- Work order
Below is a set of records; restate each one word for word.

BEGIN Data for analysis

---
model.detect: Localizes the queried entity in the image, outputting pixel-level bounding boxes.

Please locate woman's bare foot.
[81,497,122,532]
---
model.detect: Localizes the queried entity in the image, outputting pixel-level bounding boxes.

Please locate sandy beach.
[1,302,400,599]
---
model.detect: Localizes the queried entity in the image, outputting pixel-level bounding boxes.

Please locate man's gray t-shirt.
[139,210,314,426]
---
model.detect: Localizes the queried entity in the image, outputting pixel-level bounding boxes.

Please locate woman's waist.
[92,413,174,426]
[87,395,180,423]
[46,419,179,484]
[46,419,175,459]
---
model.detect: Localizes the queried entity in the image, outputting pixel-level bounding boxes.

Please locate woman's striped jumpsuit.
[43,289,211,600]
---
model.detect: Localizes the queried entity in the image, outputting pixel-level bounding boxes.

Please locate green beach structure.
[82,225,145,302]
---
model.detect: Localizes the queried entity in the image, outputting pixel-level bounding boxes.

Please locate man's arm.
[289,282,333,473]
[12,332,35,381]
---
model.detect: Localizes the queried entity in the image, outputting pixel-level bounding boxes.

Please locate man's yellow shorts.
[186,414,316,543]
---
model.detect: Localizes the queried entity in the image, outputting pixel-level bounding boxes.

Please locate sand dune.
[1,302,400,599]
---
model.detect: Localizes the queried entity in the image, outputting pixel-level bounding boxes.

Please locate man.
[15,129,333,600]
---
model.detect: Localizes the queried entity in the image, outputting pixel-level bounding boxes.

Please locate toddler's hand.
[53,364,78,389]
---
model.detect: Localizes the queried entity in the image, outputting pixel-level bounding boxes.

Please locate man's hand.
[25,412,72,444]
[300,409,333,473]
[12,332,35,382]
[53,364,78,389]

END Data for analysis

- Solution to the exercise
---
model.detect: Localizes the queried entity in the image, outputting pixel-level bounding boxes.

Please locate woman's bare foot.
[81,497,122,532]
---
model.detect: Localizes the queried entity in the image, outputting pixel-level bounding boxes.

Please locate sandy beach.
[1,302,400,599]
---
model.detect: Localizes the queried entity in the image, outputting pixel-level bounding boxes.

Please locate man's gray t-shirt.
[139,210,314,426]
---
model.detect: Localizes the queried entity in the image, outputting pixel-level bounding boxes.

Please locate woman's waist.
[92,413,174,426]
[87,395,180,423]
[46,419,179,484]
[46,419,175,459]
---
model.detect: Localizes the queried entity in the image, outputting pixel-level bounding boxes.

Please locate woman's striped jumpsuit.
[43,289,211,600]
---
model.detect: Localizes the queried entity in the image, outputting pixel-level bounding boxes.

Please locate green beach structure.
[82,225,145,302]
---
model.detect: Localizes the queried entity in the image, outputting pixel-level bounding boxes.

Please locate man's arm.
[289,282,333,473]
[12,332,35,381]
---
model.detect: Localizes the queried entity in the image, outputting pixel-level bounding boxes.

Please locate man's yellow shorts.
[186,414,316,543]
---
model.detect: Localizes the queried entity in the image, outputting pixel-level bounding boxes.

Please locate sand dune.
[1,302,400,599]
---
model.detect: Localizes the queried entity in the image, outputting pixel-level bounding boxes.

Please locate man.
[15,129,333,600]
---
model.detect: Localizes the queried entity in the image, outputting pixel-level bounding boxes.

Please locate toddler's hand.
[53,364,78,389]
---
model.detect: Localizes the queried entity in the image, outputting pixel-level bounding boxes.

Please locate man's hand.
[25,412,72,444]
[300,409,333,473]
[12,332,35,382]
[53,364,78,389]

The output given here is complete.